▸ **Exercise**
Reproduce, character for character, the entries from their opening line through the line with "# holes follow the even-odd rule".

Collected data entries
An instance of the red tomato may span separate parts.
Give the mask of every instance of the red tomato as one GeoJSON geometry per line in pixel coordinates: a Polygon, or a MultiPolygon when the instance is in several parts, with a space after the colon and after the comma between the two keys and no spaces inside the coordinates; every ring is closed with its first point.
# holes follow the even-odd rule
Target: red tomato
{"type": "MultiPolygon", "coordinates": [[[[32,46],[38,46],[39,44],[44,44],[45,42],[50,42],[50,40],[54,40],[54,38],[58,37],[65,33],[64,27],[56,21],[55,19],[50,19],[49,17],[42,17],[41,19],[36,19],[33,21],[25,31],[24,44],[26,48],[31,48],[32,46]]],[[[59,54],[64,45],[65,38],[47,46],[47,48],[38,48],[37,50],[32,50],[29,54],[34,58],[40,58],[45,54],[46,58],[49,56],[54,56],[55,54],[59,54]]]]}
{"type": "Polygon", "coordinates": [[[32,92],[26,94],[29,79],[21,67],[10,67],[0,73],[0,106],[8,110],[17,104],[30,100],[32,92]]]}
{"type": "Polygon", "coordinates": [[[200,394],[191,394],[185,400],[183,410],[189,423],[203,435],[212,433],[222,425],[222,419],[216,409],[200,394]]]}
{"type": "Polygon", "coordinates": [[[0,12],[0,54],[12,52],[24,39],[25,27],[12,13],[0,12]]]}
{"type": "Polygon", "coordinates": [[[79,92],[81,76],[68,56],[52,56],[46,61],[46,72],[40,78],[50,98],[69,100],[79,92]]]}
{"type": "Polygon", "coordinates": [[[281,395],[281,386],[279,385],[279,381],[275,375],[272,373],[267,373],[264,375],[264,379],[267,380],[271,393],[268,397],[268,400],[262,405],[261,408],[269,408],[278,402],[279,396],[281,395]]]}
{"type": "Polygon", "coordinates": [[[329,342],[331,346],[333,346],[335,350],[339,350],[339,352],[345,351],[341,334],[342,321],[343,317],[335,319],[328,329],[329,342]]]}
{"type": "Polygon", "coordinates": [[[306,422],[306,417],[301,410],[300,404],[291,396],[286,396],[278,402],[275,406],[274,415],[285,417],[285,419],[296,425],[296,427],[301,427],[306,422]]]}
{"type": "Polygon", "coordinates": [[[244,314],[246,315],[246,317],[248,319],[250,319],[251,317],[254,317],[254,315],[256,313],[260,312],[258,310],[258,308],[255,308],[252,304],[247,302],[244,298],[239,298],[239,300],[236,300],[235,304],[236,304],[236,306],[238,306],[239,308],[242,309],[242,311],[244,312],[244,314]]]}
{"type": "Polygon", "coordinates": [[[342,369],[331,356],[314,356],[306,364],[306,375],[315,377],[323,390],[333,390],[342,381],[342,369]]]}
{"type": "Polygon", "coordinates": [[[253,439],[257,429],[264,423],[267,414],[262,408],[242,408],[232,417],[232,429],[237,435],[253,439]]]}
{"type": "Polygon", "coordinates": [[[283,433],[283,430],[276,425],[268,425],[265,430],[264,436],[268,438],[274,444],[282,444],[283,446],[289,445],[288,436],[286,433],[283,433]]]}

▸ **Solution for this problem**
An instance of the red tomato may span separate parts.
Give the mask of every instance of the red tomato as one GeoJSON geometry per line in pixel coordinates: a Polygon, or a MultiPolygon when the instance is in several parts, with a space after the colon and after the comma between the two keys and no spaces inside the coordinates; every ring is closed with its first point.
# holes follow the even-odd rule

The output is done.